---------- Data shown ----------

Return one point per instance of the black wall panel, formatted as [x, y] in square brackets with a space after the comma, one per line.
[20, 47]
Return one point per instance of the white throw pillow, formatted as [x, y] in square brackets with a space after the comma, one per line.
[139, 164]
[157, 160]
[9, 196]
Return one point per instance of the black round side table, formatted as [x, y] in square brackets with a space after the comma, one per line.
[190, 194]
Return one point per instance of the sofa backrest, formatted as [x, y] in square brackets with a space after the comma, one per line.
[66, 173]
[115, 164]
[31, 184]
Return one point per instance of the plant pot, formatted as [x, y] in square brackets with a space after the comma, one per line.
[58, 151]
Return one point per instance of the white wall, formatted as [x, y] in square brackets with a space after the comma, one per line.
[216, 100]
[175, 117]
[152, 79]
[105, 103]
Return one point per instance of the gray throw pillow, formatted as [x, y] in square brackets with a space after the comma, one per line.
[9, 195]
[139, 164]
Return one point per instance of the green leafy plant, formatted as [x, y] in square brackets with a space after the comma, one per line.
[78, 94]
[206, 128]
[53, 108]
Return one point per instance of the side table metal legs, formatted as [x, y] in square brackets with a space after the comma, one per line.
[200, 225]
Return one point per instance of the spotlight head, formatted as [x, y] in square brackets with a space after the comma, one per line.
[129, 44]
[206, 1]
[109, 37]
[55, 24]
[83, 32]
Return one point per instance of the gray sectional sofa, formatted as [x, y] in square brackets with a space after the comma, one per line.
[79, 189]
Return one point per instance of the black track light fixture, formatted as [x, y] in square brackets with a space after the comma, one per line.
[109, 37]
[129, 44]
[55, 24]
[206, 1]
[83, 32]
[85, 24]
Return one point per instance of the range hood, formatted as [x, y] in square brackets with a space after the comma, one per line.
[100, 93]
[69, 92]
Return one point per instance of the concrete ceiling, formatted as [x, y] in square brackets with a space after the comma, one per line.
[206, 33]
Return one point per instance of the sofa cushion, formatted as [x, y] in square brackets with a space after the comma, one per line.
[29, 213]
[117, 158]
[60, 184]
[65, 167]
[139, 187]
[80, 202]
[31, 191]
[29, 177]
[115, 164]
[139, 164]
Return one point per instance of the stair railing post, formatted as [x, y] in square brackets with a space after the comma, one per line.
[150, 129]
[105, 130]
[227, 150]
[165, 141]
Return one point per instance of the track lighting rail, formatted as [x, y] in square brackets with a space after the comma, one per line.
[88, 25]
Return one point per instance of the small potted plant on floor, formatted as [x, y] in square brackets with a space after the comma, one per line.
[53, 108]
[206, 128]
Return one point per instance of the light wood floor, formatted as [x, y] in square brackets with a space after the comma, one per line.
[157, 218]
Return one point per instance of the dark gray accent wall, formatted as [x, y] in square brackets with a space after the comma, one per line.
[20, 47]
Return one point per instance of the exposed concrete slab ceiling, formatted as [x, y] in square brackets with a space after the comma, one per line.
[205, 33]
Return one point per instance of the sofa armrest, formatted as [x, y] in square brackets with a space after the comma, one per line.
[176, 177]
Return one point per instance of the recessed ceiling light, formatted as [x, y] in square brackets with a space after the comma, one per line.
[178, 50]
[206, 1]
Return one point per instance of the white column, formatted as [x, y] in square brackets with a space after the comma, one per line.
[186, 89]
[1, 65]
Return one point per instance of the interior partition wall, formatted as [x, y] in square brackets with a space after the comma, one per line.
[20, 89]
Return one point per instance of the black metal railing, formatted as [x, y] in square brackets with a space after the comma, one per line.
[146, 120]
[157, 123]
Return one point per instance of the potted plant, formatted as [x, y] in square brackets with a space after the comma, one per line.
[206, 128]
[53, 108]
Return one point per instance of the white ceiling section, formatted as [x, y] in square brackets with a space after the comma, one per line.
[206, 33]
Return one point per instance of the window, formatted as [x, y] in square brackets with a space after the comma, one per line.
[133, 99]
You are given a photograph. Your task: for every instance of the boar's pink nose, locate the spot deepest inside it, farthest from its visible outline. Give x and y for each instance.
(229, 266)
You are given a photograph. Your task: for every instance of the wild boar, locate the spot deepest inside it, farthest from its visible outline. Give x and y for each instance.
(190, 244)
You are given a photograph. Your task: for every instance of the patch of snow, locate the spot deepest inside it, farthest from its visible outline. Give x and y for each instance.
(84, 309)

----------

#### Directions for this task:
Copy exactly the lines that run from the one with "Return one point per instance of the window, formatted" to the last line of the material, including both.

#### Task solution:
Return one point per instance of the window, formatted as [x, y] in square brackets with a space after the comma, one per line.
[133, 99]
You are given a photograph. Your task: for every instance of the boar's pink nose, locate the spot deepest inside it, farthest from its visible outline. Give x and y for each instance.
(229, 266)
You are given a photograph. Your task: for every instance of the wild boar, locate the spot deepest inside it, farthest from its visible outline. Give x and y for each instance.
(190, 244)
You are given a photograph. Your task: for every instance of the patch of snow, locate the spot deepest inside it, farthest from its visible outline. Give x and y for each instance.
(84, 309)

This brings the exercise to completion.